#### Consigne
Rédigez la suite de la composition sur la République et les religions, en reprenant juste après la dernière phrase de l'extrait fourni.

#### Extrait fourni

========================

22 Août 2017 , Rédigé par Laurent Boscher Publié dans #1. SUJETS CORRIGES

Sujet 24. Composition : « La République et les religions »
INTRODUCTION

Présentation. La République, en France, désigne un régime dans lequel les représentants politiques, démocratiquement élus par une majorité de citoyens, doivent prendre en considération non seulement l’intérêt général du plus grand nombre, mais aussi les intérêts propres des minorités ethniques ou religieuses. Sur le plan cultuel, la République, au nom de sa devise "Liberté, Egalité, Fraternité", doit veiller à la libre pratique religieuse, tout en assurant une stricte égalité entre les croyances.

Problématique. Comment, depuis 1870, la République française, devenue laïque, s’efforce-t-elle de respecter la liberté religieuse et l’égalité entre les cultes ? Comment, en France, les relations entre la République et les religions ont-elles évolué depuis le XIXe siècle ?

Plan. Entre 1870 et nos jours, les relations entre la République et les religions ont fortement évolué : elles ont été souvent conflictuelles sous la IIIe République, jusqu’à la veille de la Seconde Guerre mondiale ; elles sont devenues plus pacifiques à partir de 1945, sous les IVe et Ve Républiques.

 

DEVELOPPEMENTS

[I] En France, jusqu’à la fin de la Seconde Guerre mondiale, les relations entre la République et les religions sont souvent conflictuelles ; en tout cas avec l’une d’elles, la religion catholique.

[A] Il faut dire que, au moment où la IIIe République voit le jour, le statut reconnu à la religion catholique est moins favorable que par le passé. En 1789, déjà, sous la Révolution française, la religion catholique perd son privilège de « religion d’Etat » pour épouser celui, plus modeste, de « religion de la majorité des Français ». Depuis la Révolution française, la religion catholique n’est plus la seule permise ; tous les cultes peuvent être librement pratiqués. Néanmoins, jusqu’à l’avènement de la IIIe République, la religion catholique, parce qu’elle est la plus pratiquée, et aussi parce que la France est considérée depuis Clovis comme « la fille aînée de l’Eglise », demeure avantagée par rapport aux autres. L’Etat respecte les fêtes religieuses, conserve les symboles catholiques dans l’espace public (crucifix dans les tribunaux), impose l’ouverture des séances de l’Assemblée nationale par une prière collective, confie les malades des hôpitaux à du personnel chrétien. En vertu du Concordat de 1801, signé entre la France et la Papauté, les religieux catholiques, considérés comme des fonctionnaires, sont rémunérés par l’Etat, également chargé de l’entretien des églises, tandis que, à la faveur de la loi Falloux de 1850, l’enseignement privé catholique, au même titre que l’enseignement public, est financé sur les fonds de l’Etat. Ainsi, en dépit de la déchristianisation de la France depuis 1789 et de la sécularisation de la société française tout au long du XIXe siècle, l’Eglise catholique conserve une place de choix par rapport aux autres religions, abandonnées à elles-mêmes. A partir de 1879, c’est-à-dire à partir du moment où les républicains, vainqueurs des royalistes, du fait de la mort du comte de Chambord et de l’élection de Jules Grévy à la présidence, prennent véritablement en main les rênes de la République, l’Eglise catholique descend de son piédestal et perd un à un les privilèges qu’elle était parvenue à conserver depuis la Révolution française. De fait, les relations entre la République et l’Eglise se détériorent.

========================

#### Données
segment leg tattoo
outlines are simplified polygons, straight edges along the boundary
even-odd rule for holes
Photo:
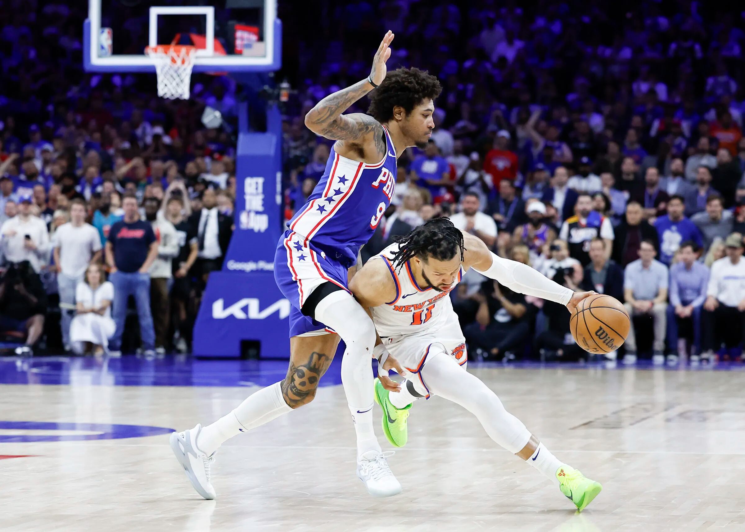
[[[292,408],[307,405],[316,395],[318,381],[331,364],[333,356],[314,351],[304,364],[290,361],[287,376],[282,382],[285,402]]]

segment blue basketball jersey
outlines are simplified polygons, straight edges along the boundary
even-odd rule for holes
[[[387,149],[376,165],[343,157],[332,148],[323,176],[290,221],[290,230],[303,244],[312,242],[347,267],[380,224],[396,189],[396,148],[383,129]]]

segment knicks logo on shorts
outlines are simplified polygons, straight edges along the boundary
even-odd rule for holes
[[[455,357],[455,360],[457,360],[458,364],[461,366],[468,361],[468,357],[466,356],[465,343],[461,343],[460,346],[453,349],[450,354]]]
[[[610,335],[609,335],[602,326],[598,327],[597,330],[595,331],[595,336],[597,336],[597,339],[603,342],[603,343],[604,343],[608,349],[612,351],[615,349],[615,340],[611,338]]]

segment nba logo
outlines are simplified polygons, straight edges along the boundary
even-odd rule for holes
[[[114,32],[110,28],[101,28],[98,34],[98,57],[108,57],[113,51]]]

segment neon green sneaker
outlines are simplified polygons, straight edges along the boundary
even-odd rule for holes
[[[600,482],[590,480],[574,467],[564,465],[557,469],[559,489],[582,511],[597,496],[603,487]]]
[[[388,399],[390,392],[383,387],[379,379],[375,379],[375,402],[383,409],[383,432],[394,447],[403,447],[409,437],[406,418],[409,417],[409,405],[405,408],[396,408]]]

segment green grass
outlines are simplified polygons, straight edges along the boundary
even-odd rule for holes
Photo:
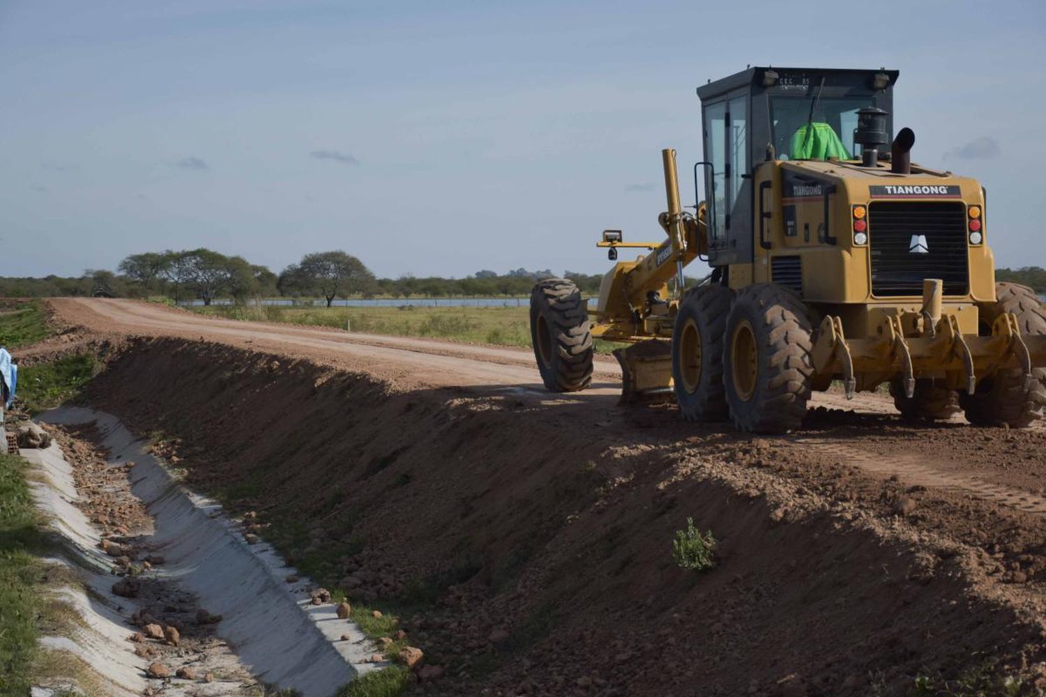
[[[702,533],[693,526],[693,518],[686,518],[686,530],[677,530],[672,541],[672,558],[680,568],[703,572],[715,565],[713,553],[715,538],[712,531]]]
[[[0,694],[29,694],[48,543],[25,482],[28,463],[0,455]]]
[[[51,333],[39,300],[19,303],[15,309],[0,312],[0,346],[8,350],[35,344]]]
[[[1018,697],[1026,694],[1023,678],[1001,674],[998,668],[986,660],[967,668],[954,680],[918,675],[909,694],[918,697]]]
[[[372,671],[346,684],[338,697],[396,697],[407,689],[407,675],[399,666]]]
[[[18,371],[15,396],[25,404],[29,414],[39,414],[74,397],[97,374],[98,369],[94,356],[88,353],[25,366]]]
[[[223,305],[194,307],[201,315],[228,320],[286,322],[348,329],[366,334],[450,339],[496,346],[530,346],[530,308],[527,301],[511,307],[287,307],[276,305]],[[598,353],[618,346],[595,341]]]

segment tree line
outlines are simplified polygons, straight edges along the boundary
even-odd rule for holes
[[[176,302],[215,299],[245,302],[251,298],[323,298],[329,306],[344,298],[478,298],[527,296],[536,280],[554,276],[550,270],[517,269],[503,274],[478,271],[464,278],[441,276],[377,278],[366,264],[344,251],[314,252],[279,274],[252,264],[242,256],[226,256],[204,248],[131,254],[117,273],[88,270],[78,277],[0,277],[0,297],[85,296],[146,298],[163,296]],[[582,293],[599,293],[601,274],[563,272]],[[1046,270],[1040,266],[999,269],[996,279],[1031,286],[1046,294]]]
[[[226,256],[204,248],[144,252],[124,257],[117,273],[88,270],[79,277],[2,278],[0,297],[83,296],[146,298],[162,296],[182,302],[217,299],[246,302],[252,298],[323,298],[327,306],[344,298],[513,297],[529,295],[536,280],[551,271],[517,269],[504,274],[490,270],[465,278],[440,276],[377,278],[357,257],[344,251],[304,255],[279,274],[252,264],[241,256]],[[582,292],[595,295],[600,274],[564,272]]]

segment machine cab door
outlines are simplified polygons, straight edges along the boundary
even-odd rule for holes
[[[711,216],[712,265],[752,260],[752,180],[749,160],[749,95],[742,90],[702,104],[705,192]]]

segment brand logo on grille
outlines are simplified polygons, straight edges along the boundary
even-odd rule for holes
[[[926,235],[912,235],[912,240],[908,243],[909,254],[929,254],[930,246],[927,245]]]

========================

#### Réponse
[B] Pendant la Belle Epoque (1870-1914), les lois anticléricales se succèdent. Parmi elles, au cours de la seule décennie 1880 : la suppression du repos dominical obligatoire (1880) ; l’abolition du caractère confessionnel des cimetières (1881) ; la laïcisation des écoles (1882) ; le rétablissement du divorce (1884) ; l’abolition des prières parlementaires (1884) ; la laïcisation du personnel de l’enseignement public (1886) ; la laïcisation des obsèques, des hôpitaux et des tribunaux (1887). En 1892, pourtant, le pape Léon XIII, dans un souci d’apaisement, appelle tous les catholiques au Ralliement à la République. Mais le début de l’affaire Dreyfus, en 1898, ravive les hostilités : les anticléricaux (républicains) se rangent plutôt du côté dreyfusard, tandis que les catholiques (royalistes) se comptent plutôt du côté antidreyfusard. Quatre ans plus tard, avec l’accès au pouvoir des radicaux, le fossé entre la République et les catholiques se creuse un peu plus encore. Non seulement parce que, en 1905, éclate la célèbre « affaire des fiches », aux termes de laquelle, sur ordre d’Emile Combes, président du Conseil, les militaires catholiques, tous fichés, voient leur carrière ralentie. Mais surtout parce que, à l’initiative du même Emile Combes, sont successivement adoptés, en 1905, la loi sur la séparation des Eglises et de l’Etat, et, en 1906, l’ordre de recensement des biens de l’Eglise. Alors que, selon la loi de 1905, la République déclare mettre un terme à la prise en charge financière de l’Eglise catholique par l’Etat, en 1906, l’ordre gouvernemental de procéder au recensement de tous les biens appartenant à l’Eglise provoque de nombreux conflits et donne naissance à ce que l’on appelle la « crise des inventaires ». Voilà pourquoi, depuis 1904, avant même l’adoption de la loi de séparation, les relations diplomatiques entre la France et la Papauté sont officiellement suspendues.

[C] En 1914, le début de la Première Guerre mondiale, au nom de l’Union sacrée entre tous les Français, apaise les relations entre la République et l’Eglise. De fait, pendant l’entre-deux-guerres, les liens entre le Temporel et le Spirituel se resserrent. En 1921, les relations diplomatiques entre la France et le Saint-Siège sont même restaurées. En 1923, l’Alsace, redevenue française en 1918, après avoir été allemande entre 1871 et 1918, conserve le régime concordataire. En 1924, le pape accepte la loi de 1905. En 1926, le pape Pie XI condamne le journal de Charles Maurras, L’Action française, quoique monarchiste et catholique. Tandis que, pendant la Seconde Guerre mondiale, alors que le gouvernement de Vichy multiplie les atteintes à la laïcité, par solidarité avec l’Eglise, sans remettre en cause la loi de 1905, le pape Pie XII, en 1944, passe de la simple condamnation des régimes totalitaires à l’adhésion sans réserve à la démocratie libérale. L’Eglise, après l’avoir longtemps combattue, est ainsi devenue, à la fin de la Seconde Guerre mondiale, une alliée de la Démocratie, et donc de la République.

[II] En France, après la Seconde Guerre mondiale, sous les IVe et Ve Républiques, les relations entre la République et les religions sont devenues plus pacifiques.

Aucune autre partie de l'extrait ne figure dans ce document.